▸ **Required task**
Please copy all the lines that follow, word for word.

▸ **Records shown**

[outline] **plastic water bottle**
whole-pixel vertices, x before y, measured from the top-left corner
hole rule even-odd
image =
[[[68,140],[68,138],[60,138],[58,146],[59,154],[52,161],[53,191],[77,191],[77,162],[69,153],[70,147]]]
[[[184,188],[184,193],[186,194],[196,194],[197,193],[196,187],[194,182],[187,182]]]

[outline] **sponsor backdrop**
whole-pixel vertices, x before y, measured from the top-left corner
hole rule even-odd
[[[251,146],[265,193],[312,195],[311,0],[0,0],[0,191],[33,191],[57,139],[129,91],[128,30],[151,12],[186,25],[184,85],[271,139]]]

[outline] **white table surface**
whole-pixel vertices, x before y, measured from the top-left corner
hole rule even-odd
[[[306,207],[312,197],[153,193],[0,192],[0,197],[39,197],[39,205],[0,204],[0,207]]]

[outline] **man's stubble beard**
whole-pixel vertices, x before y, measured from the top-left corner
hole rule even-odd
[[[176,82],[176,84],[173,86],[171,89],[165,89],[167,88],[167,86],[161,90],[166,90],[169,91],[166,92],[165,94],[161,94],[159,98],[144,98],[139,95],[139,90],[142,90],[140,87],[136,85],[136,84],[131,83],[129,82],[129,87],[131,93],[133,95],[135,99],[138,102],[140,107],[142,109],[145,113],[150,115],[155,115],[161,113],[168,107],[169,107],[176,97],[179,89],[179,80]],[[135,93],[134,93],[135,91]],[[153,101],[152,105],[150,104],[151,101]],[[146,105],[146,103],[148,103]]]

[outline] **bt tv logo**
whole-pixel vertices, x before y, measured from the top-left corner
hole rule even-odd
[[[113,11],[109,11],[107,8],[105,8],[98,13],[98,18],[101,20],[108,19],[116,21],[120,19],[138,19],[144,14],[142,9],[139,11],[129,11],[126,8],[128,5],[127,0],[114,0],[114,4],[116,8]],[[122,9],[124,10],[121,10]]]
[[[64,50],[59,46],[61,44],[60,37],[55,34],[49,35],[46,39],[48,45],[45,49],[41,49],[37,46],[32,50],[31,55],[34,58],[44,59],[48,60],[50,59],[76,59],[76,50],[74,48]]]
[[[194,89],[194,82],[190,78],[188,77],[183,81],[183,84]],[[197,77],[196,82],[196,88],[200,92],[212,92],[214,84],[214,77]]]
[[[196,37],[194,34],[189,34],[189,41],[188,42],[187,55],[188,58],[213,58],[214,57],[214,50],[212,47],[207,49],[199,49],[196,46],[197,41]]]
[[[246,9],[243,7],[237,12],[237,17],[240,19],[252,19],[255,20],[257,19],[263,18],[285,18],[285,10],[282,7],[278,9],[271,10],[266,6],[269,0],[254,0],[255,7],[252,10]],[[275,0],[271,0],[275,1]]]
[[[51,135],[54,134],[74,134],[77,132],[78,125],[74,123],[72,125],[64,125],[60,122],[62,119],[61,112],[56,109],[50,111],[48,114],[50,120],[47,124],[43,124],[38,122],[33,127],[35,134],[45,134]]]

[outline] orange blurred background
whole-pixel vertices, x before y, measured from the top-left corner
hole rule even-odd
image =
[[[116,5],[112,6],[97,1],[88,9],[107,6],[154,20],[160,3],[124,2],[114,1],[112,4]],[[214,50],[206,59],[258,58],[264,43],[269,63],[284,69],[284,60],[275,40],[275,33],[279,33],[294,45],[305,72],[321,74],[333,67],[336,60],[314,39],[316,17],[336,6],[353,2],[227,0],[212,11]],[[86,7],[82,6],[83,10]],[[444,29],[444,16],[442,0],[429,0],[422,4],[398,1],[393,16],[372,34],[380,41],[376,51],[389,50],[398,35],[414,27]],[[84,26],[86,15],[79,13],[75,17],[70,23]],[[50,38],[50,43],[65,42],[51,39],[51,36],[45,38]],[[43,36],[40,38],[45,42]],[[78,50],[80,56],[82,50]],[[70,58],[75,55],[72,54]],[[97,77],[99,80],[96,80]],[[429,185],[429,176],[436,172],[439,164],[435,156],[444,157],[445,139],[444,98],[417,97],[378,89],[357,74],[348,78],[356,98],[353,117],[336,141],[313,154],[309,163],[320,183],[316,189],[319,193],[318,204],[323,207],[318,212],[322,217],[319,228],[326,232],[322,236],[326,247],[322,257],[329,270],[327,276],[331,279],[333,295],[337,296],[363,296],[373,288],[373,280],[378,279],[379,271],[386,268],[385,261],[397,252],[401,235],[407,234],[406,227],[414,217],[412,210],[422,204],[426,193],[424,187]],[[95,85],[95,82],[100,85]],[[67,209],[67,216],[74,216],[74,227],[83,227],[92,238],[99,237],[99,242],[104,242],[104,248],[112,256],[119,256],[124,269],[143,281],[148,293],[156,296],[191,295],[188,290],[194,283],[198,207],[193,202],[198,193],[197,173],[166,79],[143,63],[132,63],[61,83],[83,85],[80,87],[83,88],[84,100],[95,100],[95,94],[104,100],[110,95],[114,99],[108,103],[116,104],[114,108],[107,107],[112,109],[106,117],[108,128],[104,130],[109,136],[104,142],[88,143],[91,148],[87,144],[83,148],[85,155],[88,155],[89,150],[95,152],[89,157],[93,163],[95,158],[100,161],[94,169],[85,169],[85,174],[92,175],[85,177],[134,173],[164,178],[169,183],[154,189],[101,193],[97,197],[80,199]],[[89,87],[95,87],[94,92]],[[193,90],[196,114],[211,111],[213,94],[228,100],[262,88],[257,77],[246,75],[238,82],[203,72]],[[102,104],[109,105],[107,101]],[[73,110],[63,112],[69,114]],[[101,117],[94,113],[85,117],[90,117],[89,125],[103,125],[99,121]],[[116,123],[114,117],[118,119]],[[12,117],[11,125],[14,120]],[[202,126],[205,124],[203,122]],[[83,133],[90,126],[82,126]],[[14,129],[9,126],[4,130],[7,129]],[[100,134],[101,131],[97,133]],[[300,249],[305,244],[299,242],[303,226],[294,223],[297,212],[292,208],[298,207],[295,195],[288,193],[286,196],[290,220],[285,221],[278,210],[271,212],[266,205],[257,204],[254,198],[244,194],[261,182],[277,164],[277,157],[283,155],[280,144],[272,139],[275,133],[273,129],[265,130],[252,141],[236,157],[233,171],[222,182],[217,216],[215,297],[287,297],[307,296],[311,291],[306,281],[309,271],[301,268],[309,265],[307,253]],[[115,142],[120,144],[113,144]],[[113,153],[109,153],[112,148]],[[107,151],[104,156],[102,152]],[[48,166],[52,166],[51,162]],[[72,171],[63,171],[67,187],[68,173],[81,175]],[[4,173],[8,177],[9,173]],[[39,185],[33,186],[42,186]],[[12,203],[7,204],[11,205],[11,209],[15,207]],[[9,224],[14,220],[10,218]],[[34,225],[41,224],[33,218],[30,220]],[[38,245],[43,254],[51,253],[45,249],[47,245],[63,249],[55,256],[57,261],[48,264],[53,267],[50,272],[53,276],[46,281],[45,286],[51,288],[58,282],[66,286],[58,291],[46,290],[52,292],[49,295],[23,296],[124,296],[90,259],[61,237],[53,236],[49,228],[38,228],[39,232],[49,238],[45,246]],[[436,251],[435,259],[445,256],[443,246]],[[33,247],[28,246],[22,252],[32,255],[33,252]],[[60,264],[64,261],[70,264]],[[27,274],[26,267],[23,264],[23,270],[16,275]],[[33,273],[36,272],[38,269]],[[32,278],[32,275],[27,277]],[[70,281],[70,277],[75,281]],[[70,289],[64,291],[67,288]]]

▸ **Exercise response**
[outline] **plastic water bottle**
whole-pixel vertices, x before y, measured from the top-left corner
hole rule even-odd
image =
[[[68,140],[68,138],[60,138],[58,146],[59,154],[52,161],[53,191],[77,191],[77,162],[69,153],[70,147]]]
[[[184,188],[184,193],[186,194],[196,194],[197,193],[196,187],[194,182],[187,182]]]

[outline] **sponsor backdrop**
whole-pixel vertices, x before y, measured from the top-left corner
hole rule even-odd
[[[251,146],[265,193],[312,195],[311,0],[0,0],[0,191],[33,191],[57,139],[129,91],[128,30],[151,12],[186,25],[184,85],[271,139]]]

[outline] **white table surface**
whole-pixel vertices, x before y, measured from the top-left corner
hole rule even-odd
[[[306,207],[312,197],[153,193],[0,192],[0,197],[39,197],[39,205],[0,204],[0,207]]]

[outline] **man's stubble beard**
whole-pixel vertices, x before y, measured from the top-left corner
hole rule even-odd
[[[176,82],[176,84],[173,86],[171,89],[165,89],[167,88],[167,86],[161,90],[166,90],[169,91],[166,92],[165,94],[161,94],[159,98],[144,98],[139,95],[139,90],[142,90],[140,87],[136,85],[136,84],[131,83],[129,82],[129,87],[131,93],[133,95],[135,99],[138,102],[140,107],[142,109],[145,113],[150,115],[155,115],[161,113],[168,107],[169,107],[176,97],[179,89],[179,80]],[[135,93],[134,93],[135,91]],[[153,101],[152,105],[150,104],[151,101]],[[146,105],[146,103],[148,103]]]

[outline] **bt tv logo**
whole-pixel vertices, x before y, measured from the top-left corner
hole rule even-odd
[[[113,11],[109,11],[107,8],[105,8],[98,13],[98,18],[101,20],[108,19],[116,21],[120,19],[138,19],[144,14],[142,9],[139,11],[129,11],[126,8],[128,5],[127,0],[114,0],[114,4],[116,8]],[[122,9],[124,10],[121,10]]]
[[[64,50],[59,46],[61,44],[60,37],[55,34],[49,35],[46,39],[48,45],[45,49],[41,49],[37,46],[32,50],[31,55],[34,58],[44,59],[48,60],[50,59],[76,59],[76,50],[74,48]]]
[[[194,89],[194,82],[190,78],[188,77],[183,81],[183,84]],[[197,77],[196,82],[196,88],[200,92],[212,92],[214,84],[214,77]]]
[[[196,37],[194,34],[189,34],[189,41],[188,42],[187,55],[188,58],[213,58],[214,57],[214,50],[212,47],[207,49],[199,49],[196,46],[197,41]]]
[[[246,9],[243,7],[237,12],[237,17],[240,19],[252,19],[255,20],[257,19],[263,18],[285,18],[285,10],[282,7],[278,9],[271,10],[266,6],[269,0],[254,0],[255,7],[252,10]],[[275,0],[271,0],[275,1]]]
[[[51,135],[54,134],[74,134],[77,132],[78,125],[74,123],[72,125],[64,125],[60,122],[62,119],[61,112],[56,109],[50,111],[48,114],[50,120],[47,124],[43,124],[38,122],[33,127],[35,134],[45,134]]]

[outline] orange blurred background
whole-pixel vertices, x before y, measured from the top-left corner
hole rule even-odd
image =
[[[116,5],[112,6],[97,1],[88,9],[107,6],[154,20],[160,3],[124,2],[114,1],[112,4]],[[214,50],[206,59],[258,58],[264,43],[269,63],[284,69],[284,60],[275,40],[275,33],[279,33],[294,45],[305,72],[321,74],[333,67],[336,60],[314,39],[316,17],[336,6],[353,2],[227,0],[212,11]],[[86,7],[82,6],[83,10]],[[444,29],[444,16],[442,0],[429,0],[422,4],[398,1],[393,16],[372,34],[380,41],[376,51],[389,50],[398,35],[414,27]],[[84,26],[86,15],[79,13],[75,17],[70,23]],[[50,38],[50,43],[65,42],[51,39],[51,36],[45,38]],[[43,36],[40,38],[45,42]],[[78,50],[80,56],[82,50]],[[70,58],[75,55],[72,54]],[[97,77],[99,80],[96,80]],[[429,185],[429,176],[436,172],[439,164],[435,156],[444,157],[445,139],[444,98],[417,97],[378,89],[357,74],[348,78],[356,98],[353,117],[336,141],[313,154],[309,163],[320,183],[316,189],[319,193],[318,204],[323,207],[318,212],[322,217],[319,228],[326,232],[322,236],[326,247],[322,257],[329,270],[327,276],[331,279],[333,295],[337,296],[363,296],[373,288],[373,280],[378,279],[379,271],[386,268],[385,261],[397,252],[401,235],[407,234],[406,227],[414,217],[412,210],[422,204],[426,193],[424,187]],[[95,85],[95,82],[100,85]],[[67,209],[67,216],[74,216],[74,227],[83,227],[92,238],[99,237],[99,242],[104,242],[104,248],[112,256],[119,256],[124,269],[143,281],[148,293],[156,296],[191,295],[188,290],[194,283],[198,207],[193,202],[198,193],[197,173],[166,79],[143,63],[132,63],[61,83],[83,85],[80,87],[83,88],[84,100],[95,100],[95,94],[104,100],[110,95],[114,99],[108,103],[116,104],[114,108],[107,107],[112,109],[106,117],[108,128],[104,130],[109,136],[104,142],[88,143],[91,148],[87,144],[83,148],[85,155],[88,155],[89,150],[95,152],[89,157],[93,163],[95,158],[100,161],[94,169],[85,169],[85,174],[92,175],[85,177],[134,173],[164,178],[169,183],[154,189],[101,193],[97,197],[80,199]],[[89,87],[95,87],[94,92]],[[193,90],[196,114],[211,111],[213,94],[228,100],[262,88],[257,77],[246,75],[238,82],[203,72]],[[102,104],[109,105],[107,101]],[[73,110],[63,112],[69,114]],[[101,117],[94,113],[85,117],[90,117],[89,125],[103,125],[99,121]],[[116,123],[114,117],[118,119]],[[12,117],[11,125],[14,120]],[[202,126],[205,124],[203,122]],[[83,133],[90,126],[82,126]],[[14,129],[9,126],[4,130],[7,129]],[[100,134],[101,131],[97,133]],[[300,249],[305,244],[299,242],[303,226],[294,223],[297,212],[292,208],[298,207],[295,195],[288,193],[286,196],[290,220],[285,221],[278,210],[271,212],[266,205],[257,204],[254,198],[244,194],[261,182],[277,164],[277,157],[283,155],[280,144],[272,139],[275,133],[273,129],[265,130],[252,141],[236,157],[233,171],[222,182],[217,216],[215,297],[287,297],[307,296],[311,291],[306,281],[309,271],[301,268],[309,265],[307,253]],[[115,142],[120,144],[113,144]],[[113,153],[109,153],[112,148]],[[107,151],[104,156],[102,152]],[[48,166],[52,166],[51,162]],[[72,171],[63,171],[67,187],[68,173],[81,175]],[[4,173],[8,177],[9,173]],[[39,185],[33,186],[42,186]],[[12,203],[7,204],[11,205],[11,209],[15,207]],[[9,224],[14,220],[10,218]],[[34,225],[41,224],[33,218],[30,220]],[[38,245],[43,254],[51,253],[45,249],[47,245],[63,249],[55,256],[57,261],[48,264],[53,267],[50,272],[53,276],[46,281],[45,286],[51,288],[58,282],[66,286],[58,291],[46,290],[52,292],[49,295],[23,296],[124,296],[90,259],[61,237],[53,236],[49,228],[38,228],[39,232],[49,238],[45,246]],[[436,251],[435,259],[445,256],[443,246]],[[33,247],[28,246],[22,252],[32,255],[33,252]],[[60,264],[64,261],[70,264]],[[27,274],[26,267],[23,264],[23,270],[16,275]],[[33,273],[36,272],[38,269]],[[32,278],[32,275],[27,277]],[[70,281],[70,277],[75,281]],[[70,289],[64,291],[67,288]]]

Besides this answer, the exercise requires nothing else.